- Film poster
- Traditional Chinese: 衝鋒戰警
- Simplified Chinese: 冲锋战警
- Hanyu Pinyin: Chōng Fēng Zhàn Jǐng
- Jyutping: Cung1 Fung1 Zin3 Ging2
- Directed by: Dennis Law
- Written by: Dennis Law
- Produced by: Dennis Law
- Starring: Simon Yam Lam Suet Sam Lee Maggie Shiu Niu Mengmeng Wang Ziyi Maggie Li Ken Lo
- Cinematography: Ko Chiu Lam
- Edited by: Yau Chi Wai
- Music by: Tommy Wai
- Production company: Point of View Movie Production
- Distributed by: Newport Entertainment
- Release date: 28 November 2013;
- Running time: 84 minutes
- Country: Hong Kong
- Language: Cantonese

= The Constable =

2013 Hong Kong film by Dennis Law

The Constable is a 2013 Hong Kong action drama film written, produced and directed by Dennis Law and starring Simon Yam.

==Plot==
Lam Kwok-kuen is a police officer who served for many years in the police force and has many admirable achievements. He now taking care of his intellectually disabled son, Chung.

Lam hires a girl named Lin Tsui-yan to watch Chung when he goes to work. This made Tsui-yan's boyfriend, Chow Gong-hong feel uncomfortable. But after a while, Chung suffered a heart attack and died in his sleep. After Chung's death, Tsui-yan still spent a lot of time at Lam's house. Gong-hong begins to get angry and suspects that Tsui-yan having an affair with Lam. Tsui-yan wants to break up with Gong-hong and return to her hometown.

Gong-hong owed money to a gangster named Dah Kin, and Dah Kin asked Gong-hong to go with him if Gong-hong wants to have money to repay. Dah Kin and his gang have a plot to rob the bank. After his son's death, Lam asked to be transfer from the transport team to the criminal team.

During the patrol, Lam saw Gong-hong and Dah Kin's gang, who were about to rob the bank. When Lam demand the gang get out of their car, the gang fire their guns at Lam. Lam called for more police to support him. After a car chase on the street, the gang enter an abandoned warehouse. Lam chased after Gong-hong, while the other police officers surrounded the gang. After a gunfight, the police force arrested Dah Kin and his gang. Gong-hong falls from the high to the ground and is severely injured. He was also arrested by the police.

> **WORK TO BE COMPLETED**: According to the article on The Constable, what is the film's running time? The material that follows comes from a different source.

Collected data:
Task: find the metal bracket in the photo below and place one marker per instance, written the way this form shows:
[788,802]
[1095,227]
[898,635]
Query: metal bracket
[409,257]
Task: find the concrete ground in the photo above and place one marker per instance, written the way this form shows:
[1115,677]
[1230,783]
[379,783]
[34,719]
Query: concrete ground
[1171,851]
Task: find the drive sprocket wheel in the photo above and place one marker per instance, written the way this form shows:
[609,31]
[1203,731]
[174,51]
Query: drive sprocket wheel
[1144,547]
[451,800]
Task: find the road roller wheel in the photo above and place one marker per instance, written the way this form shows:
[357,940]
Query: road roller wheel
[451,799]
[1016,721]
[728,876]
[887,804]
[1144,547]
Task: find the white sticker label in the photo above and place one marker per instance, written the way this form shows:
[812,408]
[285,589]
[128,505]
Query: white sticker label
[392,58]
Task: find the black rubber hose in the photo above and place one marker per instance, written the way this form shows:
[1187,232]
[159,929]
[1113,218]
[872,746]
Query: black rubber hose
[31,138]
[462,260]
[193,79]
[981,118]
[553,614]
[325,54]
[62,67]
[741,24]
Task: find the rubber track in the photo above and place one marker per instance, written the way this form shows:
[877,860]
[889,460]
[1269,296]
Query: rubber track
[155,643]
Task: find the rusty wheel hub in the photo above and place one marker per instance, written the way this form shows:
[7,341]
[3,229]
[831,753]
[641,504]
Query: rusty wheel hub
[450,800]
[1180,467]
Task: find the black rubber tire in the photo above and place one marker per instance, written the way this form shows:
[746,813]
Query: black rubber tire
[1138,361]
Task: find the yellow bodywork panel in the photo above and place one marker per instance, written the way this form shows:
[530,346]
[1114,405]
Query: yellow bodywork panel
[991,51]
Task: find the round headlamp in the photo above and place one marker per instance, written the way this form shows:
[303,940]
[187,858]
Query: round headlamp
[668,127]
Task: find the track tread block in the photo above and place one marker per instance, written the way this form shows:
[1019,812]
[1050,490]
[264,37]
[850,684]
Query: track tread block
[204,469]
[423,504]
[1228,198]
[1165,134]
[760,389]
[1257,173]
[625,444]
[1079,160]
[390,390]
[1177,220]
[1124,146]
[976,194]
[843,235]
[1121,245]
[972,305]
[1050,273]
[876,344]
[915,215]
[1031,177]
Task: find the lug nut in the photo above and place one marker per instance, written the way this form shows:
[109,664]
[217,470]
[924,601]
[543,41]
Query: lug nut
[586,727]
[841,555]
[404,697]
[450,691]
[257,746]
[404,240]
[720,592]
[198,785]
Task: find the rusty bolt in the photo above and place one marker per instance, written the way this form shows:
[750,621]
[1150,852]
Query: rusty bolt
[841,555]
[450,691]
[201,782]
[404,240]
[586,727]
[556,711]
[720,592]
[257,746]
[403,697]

* * *

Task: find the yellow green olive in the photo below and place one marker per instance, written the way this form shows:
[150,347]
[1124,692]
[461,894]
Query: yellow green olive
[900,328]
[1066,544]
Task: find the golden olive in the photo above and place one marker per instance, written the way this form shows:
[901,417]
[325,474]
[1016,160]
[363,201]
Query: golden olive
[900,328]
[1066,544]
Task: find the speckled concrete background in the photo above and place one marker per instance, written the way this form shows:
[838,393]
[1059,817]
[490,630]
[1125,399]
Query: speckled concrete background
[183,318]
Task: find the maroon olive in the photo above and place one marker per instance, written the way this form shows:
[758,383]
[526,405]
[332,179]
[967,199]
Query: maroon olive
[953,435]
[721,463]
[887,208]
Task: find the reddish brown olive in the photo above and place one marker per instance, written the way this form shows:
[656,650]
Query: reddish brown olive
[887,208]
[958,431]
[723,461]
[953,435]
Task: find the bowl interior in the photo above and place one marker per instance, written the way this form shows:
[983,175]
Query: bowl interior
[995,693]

...

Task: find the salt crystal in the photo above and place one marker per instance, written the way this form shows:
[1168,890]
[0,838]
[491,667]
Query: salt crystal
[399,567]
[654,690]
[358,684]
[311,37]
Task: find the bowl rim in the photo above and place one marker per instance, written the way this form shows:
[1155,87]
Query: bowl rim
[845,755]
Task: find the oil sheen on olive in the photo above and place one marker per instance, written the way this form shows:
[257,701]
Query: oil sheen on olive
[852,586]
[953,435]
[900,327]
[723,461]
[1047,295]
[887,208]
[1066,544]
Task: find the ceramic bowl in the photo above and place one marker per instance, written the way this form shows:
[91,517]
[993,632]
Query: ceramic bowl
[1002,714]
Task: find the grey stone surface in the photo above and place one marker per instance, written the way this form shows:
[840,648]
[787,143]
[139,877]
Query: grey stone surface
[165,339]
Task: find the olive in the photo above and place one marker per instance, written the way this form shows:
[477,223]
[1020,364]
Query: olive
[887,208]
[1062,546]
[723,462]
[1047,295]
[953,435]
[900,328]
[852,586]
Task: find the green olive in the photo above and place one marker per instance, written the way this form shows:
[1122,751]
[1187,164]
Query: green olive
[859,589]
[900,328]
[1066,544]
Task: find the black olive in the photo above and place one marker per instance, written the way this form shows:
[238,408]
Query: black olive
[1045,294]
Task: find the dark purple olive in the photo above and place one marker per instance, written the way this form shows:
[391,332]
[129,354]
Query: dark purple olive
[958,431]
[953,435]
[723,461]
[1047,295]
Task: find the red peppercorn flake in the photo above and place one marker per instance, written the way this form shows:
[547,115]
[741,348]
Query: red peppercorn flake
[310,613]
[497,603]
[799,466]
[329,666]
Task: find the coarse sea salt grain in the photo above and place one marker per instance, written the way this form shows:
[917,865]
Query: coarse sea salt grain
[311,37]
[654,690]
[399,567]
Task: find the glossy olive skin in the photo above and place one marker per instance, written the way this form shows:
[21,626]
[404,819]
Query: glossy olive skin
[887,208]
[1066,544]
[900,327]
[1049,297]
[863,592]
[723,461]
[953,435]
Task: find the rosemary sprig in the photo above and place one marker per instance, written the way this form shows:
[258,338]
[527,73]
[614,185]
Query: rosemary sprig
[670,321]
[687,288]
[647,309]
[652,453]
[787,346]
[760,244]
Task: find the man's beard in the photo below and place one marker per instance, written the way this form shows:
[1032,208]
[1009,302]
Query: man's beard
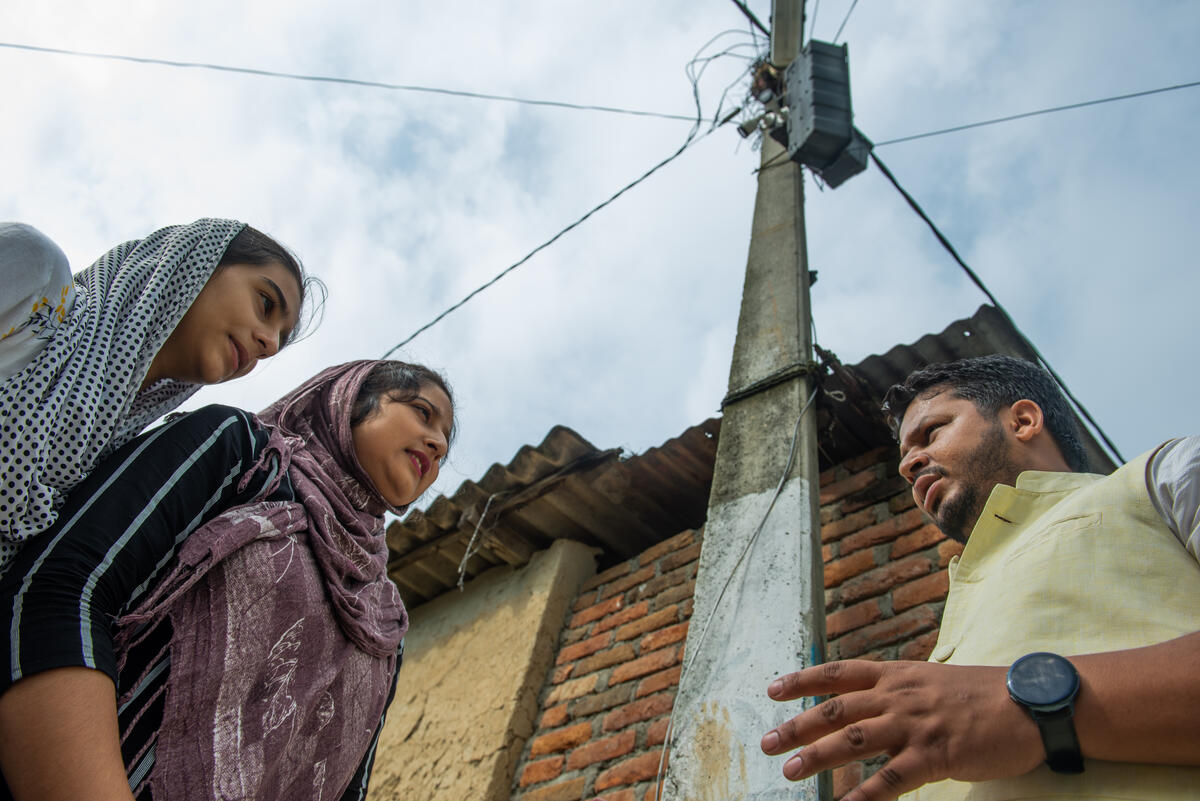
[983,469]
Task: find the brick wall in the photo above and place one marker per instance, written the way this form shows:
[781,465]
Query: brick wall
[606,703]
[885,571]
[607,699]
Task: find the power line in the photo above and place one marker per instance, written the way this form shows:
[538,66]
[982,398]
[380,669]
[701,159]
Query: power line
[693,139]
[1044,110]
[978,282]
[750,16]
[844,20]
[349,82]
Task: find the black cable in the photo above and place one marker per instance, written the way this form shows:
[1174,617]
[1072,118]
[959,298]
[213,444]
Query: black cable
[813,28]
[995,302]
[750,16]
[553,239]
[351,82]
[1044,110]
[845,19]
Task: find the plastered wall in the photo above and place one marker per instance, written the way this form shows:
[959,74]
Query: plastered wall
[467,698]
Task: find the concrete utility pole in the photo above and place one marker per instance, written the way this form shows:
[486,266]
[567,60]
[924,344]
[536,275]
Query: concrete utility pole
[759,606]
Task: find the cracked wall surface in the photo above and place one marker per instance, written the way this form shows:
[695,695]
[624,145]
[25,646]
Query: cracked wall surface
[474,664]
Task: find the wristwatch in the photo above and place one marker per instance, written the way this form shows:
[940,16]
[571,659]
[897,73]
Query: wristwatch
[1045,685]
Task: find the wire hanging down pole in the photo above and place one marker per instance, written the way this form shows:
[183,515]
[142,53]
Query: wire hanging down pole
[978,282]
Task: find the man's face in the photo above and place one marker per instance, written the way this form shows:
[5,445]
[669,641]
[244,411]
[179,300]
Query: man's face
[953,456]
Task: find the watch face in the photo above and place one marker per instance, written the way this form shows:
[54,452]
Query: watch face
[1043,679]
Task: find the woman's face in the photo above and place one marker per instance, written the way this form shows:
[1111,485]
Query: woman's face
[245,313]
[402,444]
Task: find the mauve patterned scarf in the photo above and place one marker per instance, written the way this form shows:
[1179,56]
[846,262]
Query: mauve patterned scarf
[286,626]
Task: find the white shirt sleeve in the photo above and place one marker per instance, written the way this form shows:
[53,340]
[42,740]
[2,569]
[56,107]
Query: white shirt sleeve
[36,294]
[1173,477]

> **FINISHED EXERCISE**: 84 minutes.